### GIVEN DATA
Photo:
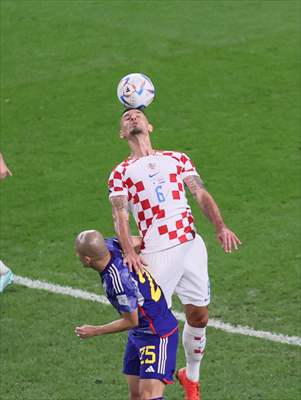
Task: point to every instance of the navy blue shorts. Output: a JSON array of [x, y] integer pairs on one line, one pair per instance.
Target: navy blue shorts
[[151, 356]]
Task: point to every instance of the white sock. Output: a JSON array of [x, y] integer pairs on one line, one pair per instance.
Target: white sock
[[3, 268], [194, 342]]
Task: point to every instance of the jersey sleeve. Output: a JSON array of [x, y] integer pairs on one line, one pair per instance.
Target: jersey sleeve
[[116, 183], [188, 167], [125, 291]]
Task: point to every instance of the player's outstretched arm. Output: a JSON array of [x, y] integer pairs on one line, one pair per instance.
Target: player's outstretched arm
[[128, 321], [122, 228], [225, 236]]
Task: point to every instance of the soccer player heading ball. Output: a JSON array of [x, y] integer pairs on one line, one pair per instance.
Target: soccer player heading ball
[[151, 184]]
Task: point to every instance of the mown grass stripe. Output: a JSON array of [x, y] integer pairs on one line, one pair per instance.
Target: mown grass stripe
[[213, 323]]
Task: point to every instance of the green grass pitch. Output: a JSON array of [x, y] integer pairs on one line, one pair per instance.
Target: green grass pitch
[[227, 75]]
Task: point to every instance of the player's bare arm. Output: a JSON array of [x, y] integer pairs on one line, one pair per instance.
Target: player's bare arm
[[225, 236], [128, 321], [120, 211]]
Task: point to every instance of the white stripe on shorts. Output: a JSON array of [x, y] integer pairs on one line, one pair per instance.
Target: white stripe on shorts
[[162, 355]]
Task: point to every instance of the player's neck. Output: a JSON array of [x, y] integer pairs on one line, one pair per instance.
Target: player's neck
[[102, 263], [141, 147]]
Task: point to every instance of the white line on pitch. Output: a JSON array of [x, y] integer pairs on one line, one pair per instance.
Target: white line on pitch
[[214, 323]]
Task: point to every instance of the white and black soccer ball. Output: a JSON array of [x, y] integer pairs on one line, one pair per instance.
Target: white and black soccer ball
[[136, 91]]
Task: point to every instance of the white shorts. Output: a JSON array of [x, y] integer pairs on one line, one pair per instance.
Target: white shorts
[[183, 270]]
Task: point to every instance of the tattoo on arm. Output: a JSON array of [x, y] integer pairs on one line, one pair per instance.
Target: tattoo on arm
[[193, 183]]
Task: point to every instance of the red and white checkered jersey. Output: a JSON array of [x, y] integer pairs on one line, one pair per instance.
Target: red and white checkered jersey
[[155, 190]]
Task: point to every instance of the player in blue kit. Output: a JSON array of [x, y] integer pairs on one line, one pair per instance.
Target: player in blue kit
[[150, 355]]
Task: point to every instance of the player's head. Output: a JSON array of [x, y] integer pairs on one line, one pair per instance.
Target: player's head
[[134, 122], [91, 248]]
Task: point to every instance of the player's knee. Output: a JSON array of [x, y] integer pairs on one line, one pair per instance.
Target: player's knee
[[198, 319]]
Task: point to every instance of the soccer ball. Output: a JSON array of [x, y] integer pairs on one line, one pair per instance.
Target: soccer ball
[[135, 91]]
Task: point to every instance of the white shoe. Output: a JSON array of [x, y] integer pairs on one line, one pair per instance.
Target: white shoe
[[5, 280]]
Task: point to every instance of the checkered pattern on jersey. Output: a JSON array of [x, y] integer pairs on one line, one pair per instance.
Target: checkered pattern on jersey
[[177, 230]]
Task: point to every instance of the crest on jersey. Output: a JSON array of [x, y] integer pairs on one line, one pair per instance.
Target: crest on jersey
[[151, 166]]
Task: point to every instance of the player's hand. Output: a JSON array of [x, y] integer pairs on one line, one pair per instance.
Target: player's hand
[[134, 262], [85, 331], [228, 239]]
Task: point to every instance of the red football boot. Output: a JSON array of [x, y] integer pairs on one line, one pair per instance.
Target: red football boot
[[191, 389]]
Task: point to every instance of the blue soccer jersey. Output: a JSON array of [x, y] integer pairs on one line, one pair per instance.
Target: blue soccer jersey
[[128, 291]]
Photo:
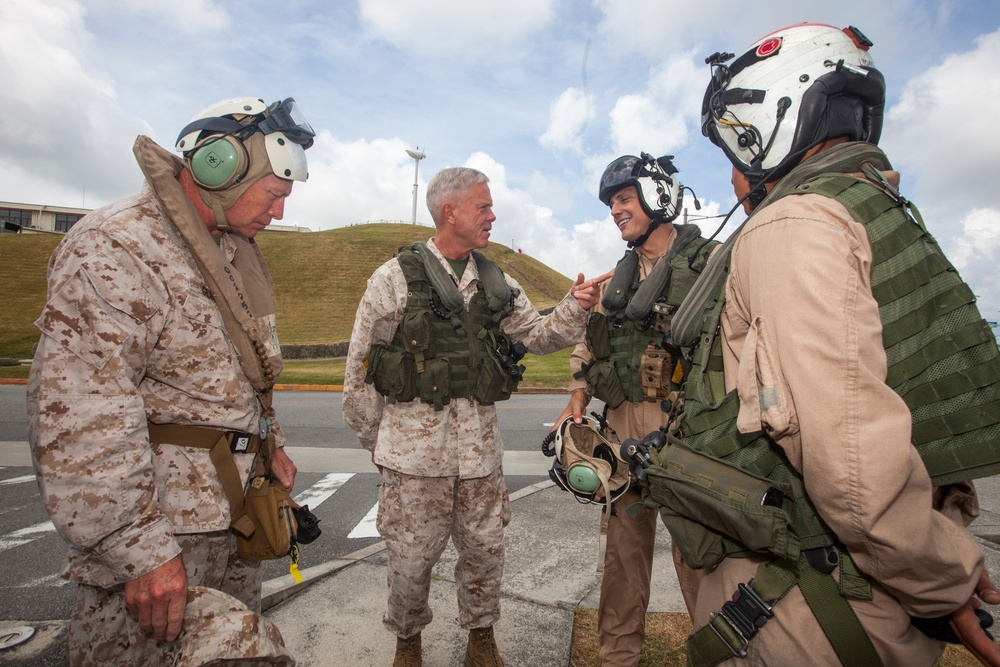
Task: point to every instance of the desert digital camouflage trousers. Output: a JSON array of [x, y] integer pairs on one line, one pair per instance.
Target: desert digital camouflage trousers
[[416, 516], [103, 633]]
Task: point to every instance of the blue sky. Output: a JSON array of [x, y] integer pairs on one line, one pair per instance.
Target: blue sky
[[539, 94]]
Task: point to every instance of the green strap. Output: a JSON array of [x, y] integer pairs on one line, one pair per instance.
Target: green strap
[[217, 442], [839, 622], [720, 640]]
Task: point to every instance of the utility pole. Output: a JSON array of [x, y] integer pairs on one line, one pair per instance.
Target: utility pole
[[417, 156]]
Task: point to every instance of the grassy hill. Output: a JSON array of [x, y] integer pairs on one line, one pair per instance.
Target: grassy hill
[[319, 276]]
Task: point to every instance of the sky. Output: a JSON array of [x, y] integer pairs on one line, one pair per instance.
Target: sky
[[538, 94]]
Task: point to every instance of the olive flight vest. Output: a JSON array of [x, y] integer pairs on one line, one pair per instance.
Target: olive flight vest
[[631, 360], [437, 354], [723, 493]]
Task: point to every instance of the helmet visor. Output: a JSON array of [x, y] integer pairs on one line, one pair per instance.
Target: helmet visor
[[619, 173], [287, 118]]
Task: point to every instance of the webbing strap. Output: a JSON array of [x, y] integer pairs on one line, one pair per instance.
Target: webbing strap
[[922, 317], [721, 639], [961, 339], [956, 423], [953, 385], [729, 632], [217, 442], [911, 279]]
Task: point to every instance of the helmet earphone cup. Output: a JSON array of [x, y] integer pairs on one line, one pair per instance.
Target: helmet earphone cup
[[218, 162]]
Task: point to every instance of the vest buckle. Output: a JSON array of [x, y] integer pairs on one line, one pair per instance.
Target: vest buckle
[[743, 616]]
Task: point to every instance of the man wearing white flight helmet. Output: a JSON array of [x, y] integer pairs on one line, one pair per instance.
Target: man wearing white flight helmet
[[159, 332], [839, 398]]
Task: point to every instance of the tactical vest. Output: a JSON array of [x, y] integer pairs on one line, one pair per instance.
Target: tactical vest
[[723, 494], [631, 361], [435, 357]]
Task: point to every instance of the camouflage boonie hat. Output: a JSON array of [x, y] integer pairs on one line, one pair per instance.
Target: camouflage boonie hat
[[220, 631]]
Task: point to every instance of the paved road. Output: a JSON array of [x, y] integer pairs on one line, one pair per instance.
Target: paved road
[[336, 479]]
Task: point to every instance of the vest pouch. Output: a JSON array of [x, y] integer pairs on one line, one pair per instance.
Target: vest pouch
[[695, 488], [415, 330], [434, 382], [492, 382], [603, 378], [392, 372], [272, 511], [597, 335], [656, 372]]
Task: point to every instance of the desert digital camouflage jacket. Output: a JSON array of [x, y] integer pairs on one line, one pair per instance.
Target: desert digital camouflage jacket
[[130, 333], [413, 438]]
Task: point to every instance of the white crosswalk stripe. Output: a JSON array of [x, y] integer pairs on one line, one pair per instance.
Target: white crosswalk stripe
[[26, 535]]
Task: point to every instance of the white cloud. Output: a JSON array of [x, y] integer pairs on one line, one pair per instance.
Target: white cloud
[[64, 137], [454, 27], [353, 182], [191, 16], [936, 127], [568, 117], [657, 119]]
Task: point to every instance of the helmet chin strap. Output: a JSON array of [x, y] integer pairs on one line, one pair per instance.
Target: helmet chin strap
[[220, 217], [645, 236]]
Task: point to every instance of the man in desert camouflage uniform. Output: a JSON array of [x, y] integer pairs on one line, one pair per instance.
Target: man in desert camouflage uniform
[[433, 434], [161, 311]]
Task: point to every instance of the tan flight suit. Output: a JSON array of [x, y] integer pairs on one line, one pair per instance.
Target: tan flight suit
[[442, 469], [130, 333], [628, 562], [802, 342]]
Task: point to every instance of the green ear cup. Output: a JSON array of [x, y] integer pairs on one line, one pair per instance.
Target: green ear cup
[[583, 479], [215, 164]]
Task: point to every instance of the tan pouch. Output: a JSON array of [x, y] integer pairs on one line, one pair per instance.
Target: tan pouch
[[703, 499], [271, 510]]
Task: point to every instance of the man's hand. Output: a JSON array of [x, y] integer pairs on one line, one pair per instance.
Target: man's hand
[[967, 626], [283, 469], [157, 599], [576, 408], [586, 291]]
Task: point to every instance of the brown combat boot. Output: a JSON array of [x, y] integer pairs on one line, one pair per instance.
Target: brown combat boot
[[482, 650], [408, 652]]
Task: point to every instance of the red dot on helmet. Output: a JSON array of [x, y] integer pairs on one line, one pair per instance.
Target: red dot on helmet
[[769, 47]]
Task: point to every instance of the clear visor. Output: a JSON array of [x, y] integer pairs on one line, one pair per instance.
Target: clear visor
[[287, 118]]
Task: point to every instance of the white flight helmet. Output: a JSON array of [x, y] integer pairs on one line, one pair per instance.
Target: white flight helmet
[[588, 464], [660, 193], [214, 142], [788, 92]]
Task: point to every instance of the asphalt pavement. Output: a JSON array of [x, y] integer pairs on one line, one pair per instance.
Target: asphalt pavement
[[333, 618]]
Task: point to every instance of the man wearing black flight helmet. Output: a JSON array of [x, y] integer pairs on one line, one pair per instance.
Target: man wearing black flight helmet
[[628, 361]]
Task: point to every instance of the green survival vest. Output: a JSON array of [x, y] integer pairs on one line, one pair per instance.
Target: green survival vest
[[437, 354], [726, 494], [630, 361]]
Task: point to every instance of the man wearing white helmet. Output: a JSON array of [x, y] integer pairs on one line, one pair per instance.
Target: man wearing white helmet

### WHAT IS ASKED
Lay out the material as a JSON list of strings, one string per line with blank lines dropped, starting at the line that has "Task: point to every instance of the red football" and stopping after the line that has "[[538, 94]]". Omit the pictures.

### COMPLETED EXERCISE
[
  "Task: point to every instance of the red football boot. Output: a JSON array of [x, y] integer pairs on one line, one pair per instance.",
  "Target: red football boot",
  "[[191, 389]]",
  "Task: point to every instance of the blue soccer jersey. Output: a JSON array of [x, y] integer pairs on one line, one pair per instance.",
  "Target: blue soccer jersey",
  "[[128, 291]]",
  "Photo:",
  "Task: point to every instance of the desert digital camouflage trousers. Output: a JSON array of [x, y] integer pairs on one line, one pair per instance.",
  "Target: desert digital camouflage trousers",
  "[[416, 516], [103, 633]]",
  "Task: point to every instance of the blue sky. Output: a JSON array of [x, y] integer pairs on one line, one pair per instance.",
  "Target: blue sky",
  "[[539, 94]]",
  "Task: point to every instance of the green strap. Output: a JSON array of [x, y] integer pairs on one line, one pair per instance.",
  "Target: green strap",
  "[[217, 442], [839, 622], [720, 640]]",
  "Task: point to every instance of the utility pole. Output: a JSON array of [x, y] integer pairs on one line, one pair per instance.",
  "Target: utility pole",
  "[[417, 156]]",
  "Task: point to every instance of the grassy hill. Output: a JSON array of [x, y] integer pairs on one line, one pair per instance.",
  "Target: grassy hill",
  "[[319, 276]]",
  "Task: point to every instance of the sky. Output: a JSON array of [x, y] integer pairs on one line, one pair per instance.",
  "Target: sky",
  "[[538, 94]]"
]